== Data extracts

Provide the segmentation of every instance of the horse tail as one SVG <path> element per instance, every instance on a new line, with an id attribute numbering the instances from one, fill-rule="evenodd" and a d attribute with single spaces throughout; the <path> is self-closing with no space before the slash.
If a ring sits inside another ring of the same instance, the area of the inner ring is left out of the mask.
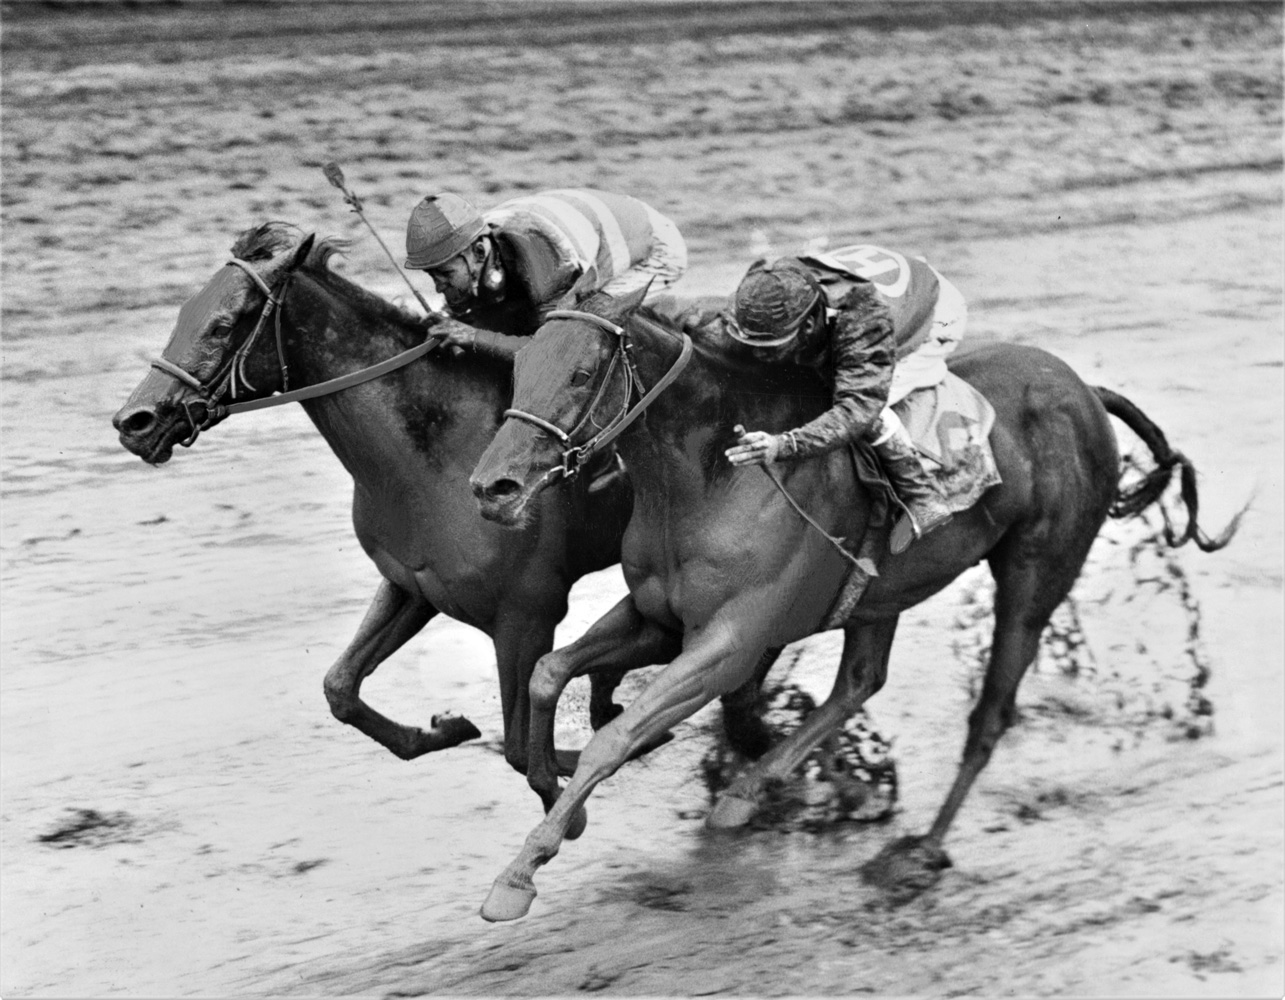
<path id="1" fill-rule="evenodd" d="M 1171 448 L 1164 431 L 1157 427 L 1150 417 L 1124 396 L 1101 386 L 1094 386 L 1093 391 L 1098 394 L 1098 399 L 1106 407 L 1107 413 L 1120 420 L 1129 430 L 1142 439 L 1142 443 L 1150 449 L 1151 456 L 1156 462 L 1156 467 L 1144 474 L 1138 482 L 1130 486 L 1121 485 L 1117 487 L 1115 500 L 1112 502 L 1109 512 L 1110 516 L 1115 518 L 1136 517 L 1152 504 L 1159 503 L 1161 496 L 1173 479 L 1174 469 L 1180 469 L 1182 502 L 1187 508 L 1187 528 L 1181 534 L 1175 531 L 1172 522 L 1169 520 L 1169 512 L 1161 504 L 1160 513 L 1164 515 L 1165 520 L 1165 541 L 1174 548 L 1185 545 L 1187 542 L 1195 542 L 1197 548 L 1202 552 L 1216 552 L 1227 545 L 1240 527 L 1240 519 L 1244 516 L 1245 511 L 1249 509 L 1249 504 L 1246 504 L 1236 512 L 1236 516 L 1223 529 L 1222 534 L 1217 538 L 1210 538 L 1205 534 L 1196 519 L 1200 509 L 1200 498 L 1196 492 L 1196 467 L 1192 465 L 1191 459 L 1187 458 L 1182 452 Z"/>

====
== Data extracts

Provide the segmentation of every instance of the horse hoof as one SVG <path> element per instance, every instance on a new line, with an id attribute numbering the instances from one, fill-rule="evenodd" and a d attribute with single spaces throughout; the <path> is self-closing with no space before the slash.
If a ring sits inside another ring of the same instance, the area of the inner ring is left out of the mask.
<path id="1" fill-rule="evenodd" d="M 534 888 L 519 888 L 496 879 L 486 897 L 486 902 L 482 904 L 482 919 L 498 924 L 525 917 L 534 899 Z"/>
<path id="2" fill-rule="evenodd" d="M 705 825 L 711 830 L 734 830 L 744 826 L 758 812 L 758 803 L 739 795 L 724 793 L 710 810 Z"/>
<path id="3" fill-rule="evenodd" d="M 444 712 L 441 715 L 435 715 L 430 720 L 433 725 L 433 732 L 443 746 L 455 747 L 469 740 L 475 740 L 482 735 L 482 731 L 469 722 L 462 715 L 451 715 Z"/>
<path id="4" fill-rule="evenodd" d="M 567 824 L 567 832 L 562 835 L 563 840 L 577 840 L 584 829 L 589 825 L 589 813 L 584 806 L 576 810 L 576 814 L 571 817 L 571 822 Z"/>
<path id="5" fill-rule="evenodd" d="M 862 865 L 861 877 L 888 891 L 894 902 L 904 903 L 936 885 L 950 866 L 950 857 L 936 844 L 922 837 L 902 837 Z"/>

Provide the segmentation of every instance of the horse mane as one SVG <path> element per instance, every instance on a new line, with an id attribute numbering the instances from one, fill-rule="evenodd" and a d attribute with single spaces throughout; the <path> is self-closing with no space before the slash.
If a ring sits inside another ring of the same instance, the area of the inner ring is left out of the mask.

====

Which lines in the material contain the word "single"? Pull each of them out.

Provide the segmentation of every instance of the horse tail as one SVG <path> element per instance, every instance on a new line, with an id attribute numbering the instances from one, fill-rule="evenodd" and a d attribute with single spaces throughout; the <path> is self-closing with no space before the slash.
Provide the segmentation of every instance of the horse hoof as one SVG <path> element per instance, every instance on a new line, with an id attribute numbering the instances from one, fill-rule="evenodd" and a d attribute with single spaces throughout; the <path> is self-closing with no space before the slash.
Provide the segmentation of every instance of the horse mane as one SVG <path> element per instance, every instance on a new line, with an id attribute numbering the instances from one, fill-rule="evenodd" and a d attribute with single spaces throughout; the <path> is self-closing with no space before the slash.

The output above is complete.